## OBJECTIVE
Please copy out the stretch from the start of the entries through the line containing "xmin=338 ymin=122 xmax=367 ymax=164", requests included, and nothing beyond it. Shift every bounding box coordinate in the answers up by 96, and leave the numbers in the requests and their format samples as they are.

(Object detection data)
================
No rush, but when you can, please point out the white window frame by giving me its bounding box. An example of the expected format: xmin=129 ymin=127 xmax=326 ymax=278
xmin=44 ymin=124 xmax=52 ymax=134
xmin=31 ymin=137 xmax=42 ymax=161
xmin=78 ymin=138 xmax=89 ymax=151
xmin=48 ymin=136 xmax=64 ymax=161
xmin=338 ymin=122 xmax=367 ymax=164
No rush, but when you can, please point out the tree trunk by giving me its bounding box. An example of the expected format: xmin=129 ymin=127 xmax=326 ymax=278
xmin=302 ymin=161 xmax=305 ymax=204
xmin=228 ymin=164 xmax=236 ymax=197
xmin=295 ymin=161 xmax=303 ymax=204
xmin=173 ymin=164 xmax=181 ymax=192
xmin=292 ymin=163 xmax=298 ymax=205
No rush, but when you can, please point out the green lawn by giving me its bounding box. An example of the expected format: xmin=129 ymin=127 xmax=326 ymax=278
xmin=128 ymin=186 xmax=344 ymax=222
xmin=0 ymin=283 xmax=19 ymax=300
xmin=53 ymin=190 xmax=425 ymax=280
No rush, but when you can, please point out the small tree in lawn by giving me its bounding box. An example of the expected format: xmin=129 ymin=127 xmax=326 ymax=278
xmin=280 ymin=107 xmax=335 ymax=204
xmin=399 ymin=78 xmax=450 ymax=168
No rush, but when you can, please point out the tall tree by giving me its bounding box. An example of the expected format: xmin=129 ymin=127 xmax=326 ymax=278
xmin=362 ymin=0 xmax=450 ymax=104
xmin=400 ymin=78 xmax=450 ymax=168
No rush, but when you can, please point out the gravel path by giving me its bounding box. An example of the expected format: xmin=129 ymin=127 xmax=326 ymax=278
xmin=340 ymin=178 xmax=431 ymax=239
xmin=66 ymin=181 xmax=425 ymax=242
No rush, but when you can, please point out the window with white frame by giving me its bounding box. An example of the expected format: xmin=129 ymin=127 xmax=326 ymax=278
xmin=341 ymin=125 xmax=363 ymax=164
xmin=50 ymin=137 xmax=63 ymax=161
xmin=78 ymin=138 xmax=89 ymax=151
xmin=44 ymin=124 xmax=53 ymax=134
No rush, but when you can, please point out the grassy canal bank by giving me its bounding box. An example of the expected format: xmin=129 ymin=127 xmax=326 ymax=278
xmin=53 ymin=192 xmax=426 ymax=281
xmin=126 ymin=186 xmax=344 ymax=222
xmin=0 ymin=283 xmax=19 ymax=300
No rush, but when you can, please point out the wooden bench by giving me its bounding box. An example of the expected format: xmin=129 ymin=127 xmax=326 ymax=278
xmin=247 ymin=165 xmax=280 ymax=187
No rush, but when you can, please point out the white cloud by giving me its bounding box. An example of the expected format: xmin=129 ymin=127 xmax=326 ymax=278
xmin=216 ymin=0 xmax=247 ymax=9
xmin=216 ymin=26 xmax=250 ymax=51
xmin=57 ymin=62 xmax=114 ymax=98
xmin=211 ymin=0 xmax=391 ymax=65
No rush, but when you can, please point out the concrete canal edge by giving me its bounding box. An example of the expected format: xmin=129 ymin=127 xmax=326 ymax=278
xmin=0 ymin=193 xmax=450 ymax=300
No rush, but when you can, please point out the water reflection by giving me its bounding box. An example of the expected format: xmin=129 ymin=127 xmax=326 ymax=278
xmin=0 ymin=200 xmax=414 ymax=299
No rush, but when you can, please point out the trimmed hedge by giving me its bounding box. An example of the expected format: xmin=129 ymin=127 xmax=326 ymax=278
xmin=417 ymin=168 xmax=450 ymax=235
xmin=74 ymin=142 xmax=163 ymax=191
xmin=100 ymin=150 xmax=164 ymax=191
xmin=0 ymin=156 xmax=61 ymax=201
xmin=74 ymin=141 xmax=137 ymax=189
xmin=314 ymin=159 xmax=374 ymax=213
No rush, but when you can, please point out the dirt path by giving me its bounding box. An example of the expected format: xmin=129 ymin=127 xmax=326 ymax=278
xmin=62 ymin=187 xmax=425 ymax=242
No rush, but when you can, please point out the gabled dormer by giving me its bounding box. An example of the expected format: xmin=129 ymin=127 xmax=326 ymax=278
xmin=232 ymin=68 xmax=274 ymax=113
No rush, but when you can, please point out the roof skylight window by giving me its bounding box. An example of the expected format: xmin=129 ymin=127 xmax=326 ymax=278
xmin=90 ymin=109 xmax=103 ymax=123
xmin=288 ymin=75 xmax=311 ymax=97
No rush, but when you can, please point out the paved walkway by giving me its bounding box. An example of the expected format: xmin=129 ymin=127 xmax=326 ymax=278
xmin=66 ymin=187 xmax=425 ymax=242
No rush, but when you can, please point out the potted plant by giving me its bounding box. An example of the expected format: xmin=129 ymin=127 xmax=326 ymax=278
================
## TASK RESULT
No rush, but when you can, please point out the white window frame by giving me its bounding box. An example of the expected format: xmin=129 ymin=127 xmax=326 ymax=278
xmin=140 ymin=220 xmax=148 ymax=230
xmin=127 ymin=233 xmax=138 ymax=257
xmin=174 ymin=234 xmax=185 ymax=247
xmin=144 ymin=232 xmax=160 ymax=257
xmin=434 ymin=218 xmax=463 ymax=260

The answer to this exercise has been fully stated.